Goal A:
Duplicate the passage from the text on tabular and non-tabular models, starting at the words "## Tabular vs." and stopping after "piece of information.".
Goal B:
Find every line in the listing below that contains the string "balcony", and copy each one. Case counts.

# Part 4: Forecasting with Deep Learning

## Tabular vs. Non-Tabular Models

In the previous notebook, we used a tabular machine learning model for forecasting. Tabular models, such as [decision forests](https://developers.google.com/machine-learning/decision-forests), [feed-forward neural networks](https://en.wikipedia.org/wiki/Feedforward_neural_network), [SVMs](https://en.wikipedia.org/wiki/Support_vector_machine), and [Nearest neighbors](https://en.wikipedia.org/wiki/K-nearest_neighbors_algorithm) work well when each column of the dataset represents an independent piece of information.

However, not all datasets are tabular. In non-tabular data, the key patterns or discriminative information lie in the relationships between features, not just their individual values. Consider an [image classification task](https://en.wikipedia.org/wiki/Computer_vision#Recognition) where the objective is to detect cats: treating each pixel as an independent column in a tabular model ignores the spatial relationships that define a cat's shape. The model might learn to recognize cats in one specific location, but struggle to generalize that knowledge to other parts of the image.

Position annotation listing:

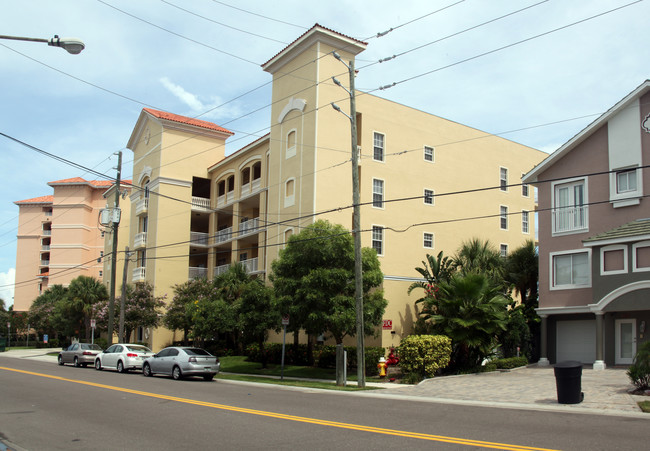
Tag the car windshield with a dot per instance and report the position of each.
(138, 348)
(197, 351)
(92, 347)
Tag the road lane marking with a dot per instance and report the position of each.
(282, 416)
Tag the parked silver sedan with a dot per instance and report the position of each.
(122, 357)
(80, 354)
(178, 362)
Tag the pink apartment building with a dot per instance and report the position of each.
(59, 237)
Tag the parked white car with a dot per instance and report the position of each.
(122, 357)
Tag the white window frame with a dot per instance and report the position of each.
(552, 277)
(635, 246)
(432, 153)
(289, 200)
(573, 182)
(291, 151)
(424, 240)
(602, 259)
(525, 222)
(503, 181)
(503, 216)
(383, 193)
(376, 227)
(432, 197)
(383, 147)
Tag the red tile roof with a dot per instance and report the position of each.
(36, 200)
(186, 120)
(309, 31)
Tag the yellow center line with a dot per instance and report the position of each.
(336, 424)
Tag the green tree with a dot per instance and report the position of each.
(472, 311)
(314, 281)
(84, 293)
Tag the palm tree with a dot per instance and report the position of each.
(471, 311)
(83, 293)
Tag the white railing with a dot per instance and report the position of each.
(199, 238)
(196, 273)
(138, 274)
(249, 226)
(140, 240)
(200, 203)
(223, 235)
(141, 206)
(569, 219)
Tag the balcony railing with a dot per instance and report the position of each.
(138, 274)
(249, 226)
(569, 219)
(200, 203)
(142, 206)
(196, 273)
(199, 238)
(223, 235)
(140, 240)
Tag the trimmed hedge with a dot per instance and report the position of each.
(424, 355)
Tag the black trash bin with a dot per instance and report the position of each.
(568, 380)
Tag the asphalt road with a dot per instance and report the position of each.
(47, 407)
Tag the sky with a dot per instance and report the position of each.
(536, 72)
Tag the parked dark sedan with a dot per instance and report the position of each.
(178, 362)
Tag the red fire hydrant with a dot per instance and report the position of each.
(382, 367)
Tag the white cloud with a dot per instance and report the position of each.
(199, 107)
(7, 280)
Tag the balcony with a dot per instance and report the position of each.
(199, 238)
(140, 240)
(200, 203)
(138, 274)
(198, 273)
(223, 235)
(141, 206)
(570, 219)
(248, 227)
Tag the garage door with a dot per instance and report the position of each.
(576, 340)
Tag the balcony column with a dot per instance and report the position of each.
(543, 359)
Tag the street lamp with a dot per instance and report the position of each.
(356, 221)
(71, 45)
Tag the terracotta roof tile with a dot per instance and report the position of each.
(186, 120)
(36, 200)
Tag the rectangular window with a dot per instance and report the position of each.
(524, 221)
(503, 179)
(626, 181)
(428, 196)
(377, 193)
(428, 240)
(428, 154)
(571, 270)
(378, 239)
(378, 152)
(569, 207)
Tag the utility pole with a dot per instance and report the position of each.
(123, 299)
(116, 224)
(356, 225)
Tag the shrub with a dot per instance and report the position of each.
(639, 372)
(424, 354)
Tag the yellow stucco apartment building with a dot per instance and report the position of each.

Full response A:
## Tabular vs. Non-Tabular Models

In the previous notebook, we used a tabular machine learning model for forecasting. Tabular models, such as [decision forests](https://developers.google.com/machine-learning/decision-forests), [feed-forward neural networks](https://en.wikipedia.org/wiki/Feedforward_neural_network), [SVMs](https://en.wikipedia.org/wiki/Support_vector_machine), and [Nearest neighbors](https://en.wikipedia.org/wiki/K-nearest_neighbors_algorithm) work well when each column of the dataset represents an independent piece of information.

Full response B:
Tag the balcony railing with a dot per instance and report the position of each.
Tag the balcony with a dot per instance and report the position of each.
Tag the balcony column with a dot per instance and report the position of each.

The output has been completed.